- **課題**
下の行のうち、「church」という文字列を含む行を数え、その数だけを答えてください。大文字と小文字は区別します。
====
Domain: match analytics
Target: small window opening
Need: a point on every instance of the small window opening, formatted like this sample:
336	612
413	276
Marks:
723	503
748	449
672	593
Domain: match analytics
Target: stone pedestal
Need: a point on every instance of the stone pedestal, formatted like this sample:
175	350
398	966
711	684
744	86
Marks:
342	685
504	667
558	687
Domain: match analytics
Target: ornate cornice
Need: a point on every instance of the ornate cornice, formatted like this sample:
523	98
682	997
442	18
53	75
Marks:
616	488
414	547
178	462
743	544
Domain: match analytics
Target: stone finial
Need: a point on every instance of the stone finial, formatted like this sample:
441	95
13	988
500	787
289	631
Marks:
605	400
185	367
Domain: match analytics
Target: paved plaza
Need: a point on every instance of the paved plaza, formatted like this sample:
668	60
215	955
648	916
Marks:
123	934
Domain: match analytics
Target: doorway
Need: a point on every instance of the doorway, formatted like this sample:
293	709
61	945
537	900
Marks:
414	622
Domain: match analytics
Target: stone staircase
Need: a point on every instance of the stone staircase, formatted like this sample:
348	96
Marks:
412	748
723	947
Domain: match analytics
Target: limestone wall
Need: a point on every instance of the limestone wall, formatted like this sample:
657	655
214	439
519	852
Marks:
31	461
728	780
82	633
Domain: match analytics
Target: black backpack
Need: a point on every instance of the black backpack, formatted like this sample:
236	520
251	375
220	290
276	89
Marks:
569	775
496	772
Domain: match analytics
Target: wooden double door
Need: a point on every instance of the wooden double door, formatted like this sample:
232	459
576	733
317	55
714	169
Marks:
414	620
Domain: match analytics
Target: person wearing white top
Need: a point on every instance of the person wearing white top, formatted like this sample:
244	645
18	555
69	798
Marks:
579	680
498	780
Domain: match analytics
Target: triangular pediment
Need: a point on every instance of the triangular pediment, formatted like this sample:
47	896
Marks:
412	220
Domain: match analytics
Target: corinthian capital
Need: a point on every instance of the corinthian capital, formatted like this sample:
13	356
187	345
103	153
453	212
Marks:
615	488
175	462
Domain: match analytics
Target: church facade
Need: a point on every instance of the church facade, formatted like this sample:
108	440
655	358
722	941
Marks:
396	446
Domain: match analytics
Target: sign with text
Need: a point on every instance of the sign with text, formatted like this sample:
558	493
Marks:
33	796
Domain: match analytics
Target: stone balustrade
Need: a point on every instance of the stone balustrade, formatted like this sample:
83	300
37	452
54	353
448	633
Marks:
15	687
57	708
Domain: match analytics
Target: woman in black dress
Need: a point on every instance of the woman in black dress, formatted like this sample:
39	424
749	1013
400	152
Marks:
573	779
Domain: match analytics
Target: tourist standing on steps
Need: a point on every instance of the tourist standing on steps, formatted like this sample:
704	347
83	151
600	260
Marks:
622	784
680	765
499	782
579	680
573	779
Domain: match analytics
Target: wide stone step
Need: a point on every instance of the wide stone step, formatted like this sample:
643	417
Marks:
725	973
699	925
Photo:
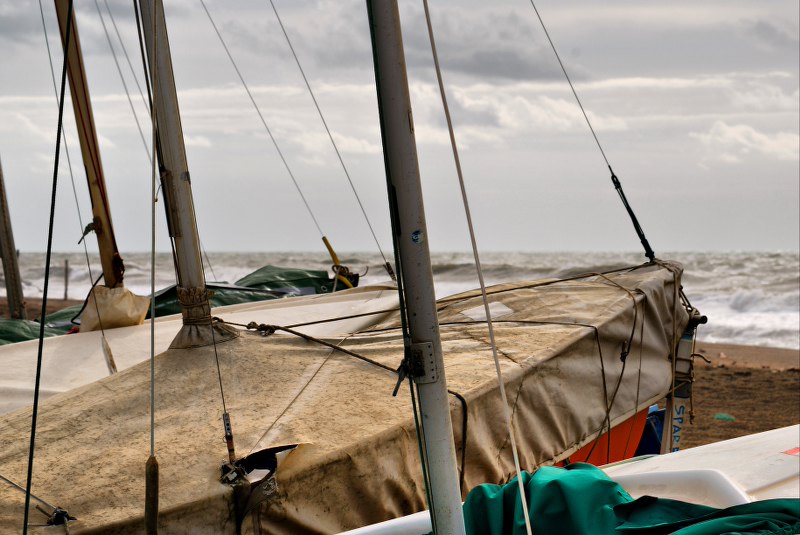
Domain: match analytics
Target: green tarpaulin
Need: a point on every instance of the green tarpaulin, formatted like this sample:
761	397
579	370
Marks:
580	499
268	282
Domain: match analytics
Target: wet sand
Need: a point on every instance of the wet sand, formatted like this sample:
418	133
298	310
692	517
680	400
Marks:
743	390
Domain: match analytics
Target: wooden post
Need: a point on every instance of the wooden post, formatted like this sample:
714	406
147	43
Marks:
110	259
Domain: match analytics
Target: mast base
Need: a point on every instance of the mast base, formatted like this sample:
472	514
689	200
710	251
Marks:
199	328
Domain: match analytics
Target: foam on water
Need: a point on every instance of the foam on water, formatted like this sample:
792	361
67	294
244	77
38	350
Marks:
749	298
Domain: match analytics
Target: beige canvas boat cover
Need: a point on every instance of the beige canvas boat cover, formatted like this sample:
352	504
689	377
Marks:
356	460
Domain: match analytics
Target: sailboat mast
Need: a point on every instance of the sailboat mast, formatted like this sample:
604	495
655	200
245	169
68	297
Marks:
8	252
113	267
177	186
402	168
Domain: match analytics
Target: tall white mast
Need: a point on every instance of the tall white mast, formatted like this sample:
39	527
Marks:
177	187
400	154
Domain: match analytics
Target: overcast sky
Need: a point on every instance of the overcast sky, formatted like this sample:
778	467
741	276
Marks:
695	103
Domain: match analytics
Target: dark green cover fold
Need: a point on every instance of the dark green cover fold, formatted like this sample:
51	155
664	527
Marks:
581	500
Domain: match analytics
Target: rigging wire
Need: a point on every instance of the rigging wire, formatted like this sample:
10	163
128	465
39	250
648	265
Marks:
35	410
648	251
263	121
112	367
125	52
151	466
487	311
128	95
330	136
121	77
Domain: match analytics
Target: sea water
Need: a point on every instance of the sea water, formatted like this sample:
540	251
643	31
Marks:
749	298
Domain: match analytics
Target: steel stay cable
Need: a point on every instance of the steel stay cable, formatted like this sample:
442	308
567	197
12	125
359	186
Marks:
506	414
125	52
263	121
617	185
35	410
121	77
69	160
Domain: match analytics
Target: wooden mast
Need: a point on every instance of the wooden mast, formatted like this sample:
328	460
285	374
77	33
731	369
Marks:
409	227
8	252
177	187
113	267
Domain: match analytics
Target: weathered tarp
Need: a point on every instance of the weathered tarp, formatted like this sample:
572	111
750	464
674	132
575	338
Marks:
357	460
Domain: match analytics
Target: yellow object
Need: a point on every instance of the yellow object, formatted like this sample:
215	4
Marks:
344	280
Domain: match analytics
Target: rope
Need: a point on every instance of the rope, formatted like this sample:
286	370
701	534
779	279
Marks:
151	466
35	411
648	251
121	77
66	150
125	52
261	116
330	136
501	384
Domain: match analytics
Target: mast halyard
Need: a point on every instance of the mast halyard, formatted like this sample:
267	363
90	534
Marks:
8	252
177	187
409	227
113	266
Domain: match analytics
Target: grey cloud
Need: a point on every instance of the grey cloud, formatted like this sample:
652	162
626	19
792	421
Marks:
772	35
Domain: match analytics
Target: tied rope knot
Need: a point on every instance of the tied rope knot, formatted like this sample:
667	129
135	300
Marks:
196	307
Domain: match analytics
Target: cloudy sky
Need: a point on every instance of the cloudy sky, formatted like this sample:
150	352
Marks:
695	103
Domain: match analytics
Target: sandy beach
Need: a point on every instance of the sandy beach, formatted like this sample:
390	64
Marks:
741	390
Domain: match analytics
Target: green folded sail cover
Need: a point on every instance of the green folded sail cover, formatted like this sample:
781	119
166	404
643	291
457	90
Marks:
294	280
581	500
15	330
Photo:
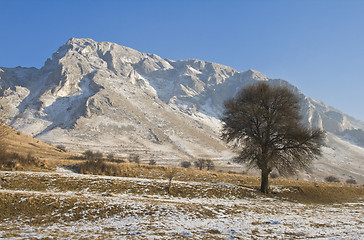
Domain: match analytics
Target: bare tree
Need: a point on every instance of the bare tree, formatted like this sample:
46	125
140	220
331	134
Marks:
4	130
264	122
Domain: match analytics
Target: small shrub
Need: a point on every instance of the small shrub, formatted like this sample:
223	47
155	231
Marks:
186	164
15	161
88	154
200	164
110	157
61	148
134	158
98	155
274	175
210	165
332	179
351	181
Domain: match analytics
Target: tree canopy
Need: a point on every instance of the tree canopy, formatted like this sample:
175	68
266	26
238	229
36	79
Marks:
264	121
====
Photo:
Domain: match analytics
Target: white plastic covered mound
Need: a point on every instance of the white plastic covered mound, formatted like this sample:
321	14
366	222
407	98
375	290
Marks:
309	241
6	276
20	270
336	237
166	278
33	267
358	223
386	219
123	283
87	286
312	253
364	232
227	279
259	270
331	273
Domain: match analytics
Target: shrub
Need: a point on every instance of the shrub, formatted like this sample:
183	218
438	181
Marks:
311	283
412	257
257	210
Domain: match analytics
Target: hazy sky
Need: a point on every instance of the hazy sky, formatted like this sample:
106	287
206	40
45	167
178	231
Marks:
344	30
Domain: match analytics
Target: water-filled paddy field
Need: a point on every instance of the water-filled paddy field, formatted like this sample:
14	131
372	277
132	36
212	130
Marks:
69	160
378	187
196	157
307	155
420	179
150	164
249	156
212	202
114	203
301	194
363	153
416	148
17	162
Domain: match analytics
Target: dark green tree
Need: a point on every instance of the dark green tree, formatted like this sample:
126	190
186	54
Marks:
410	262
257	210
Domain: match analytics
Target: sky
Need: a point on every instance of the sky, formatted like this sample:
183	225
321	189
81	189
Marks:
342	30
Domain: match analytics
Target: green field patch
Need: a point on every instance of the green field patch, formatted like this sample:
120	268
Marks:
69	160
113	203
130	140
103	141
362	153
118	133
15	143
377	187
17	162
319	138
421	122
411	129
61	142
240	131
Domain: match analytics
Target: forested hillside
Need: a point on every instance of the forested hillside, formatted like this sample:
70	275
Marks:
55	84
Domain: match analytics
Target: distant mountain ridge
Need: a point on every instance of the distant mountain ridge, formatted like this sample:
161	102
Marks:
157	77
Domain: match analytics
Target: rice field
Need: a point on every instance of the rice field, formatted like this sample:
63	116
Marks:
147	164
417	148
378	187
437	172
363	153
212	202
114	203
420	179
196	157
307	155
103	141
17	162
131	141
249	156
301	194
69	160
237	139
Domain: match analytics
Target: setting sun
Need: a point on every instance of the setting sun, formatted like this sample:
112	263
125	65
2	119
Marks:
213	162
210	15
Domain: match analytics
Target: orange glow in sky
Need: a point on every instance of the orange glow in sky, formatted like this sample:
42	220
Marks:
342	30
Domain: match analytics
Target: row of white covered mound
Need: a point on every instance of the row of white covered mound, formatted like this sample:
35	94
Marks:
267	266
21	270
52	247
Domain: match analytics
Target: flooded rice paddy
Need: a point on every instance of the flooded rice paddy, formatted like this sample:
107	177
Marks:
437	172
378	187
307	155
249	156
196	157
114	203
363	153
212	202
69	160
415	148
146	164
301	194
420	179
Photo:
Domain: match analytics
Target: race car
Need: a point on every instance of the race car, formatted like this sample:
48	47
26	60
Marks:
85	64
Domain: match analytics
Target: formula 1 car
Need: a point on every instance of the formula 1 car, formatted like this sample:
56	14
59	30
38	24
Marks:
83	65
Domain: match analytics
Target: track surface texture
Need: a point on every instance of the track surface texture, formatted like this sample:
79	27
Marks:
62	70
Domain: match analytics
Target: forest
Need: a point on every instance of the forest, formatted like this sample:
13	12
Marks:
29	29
====
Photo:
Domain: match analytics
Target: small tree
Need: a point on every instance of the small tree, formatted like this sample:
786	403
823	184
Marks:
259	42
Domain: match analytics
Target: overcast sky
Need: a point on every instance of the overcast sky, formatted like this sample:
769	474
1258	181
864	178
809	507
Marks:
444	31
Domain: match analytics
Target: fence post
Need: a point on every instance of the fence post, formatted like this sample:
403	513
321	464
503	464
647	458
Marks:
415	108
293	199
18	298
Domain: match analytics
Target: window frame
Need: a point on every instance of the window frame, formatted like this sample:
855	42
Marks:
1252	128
====
- **回答**
2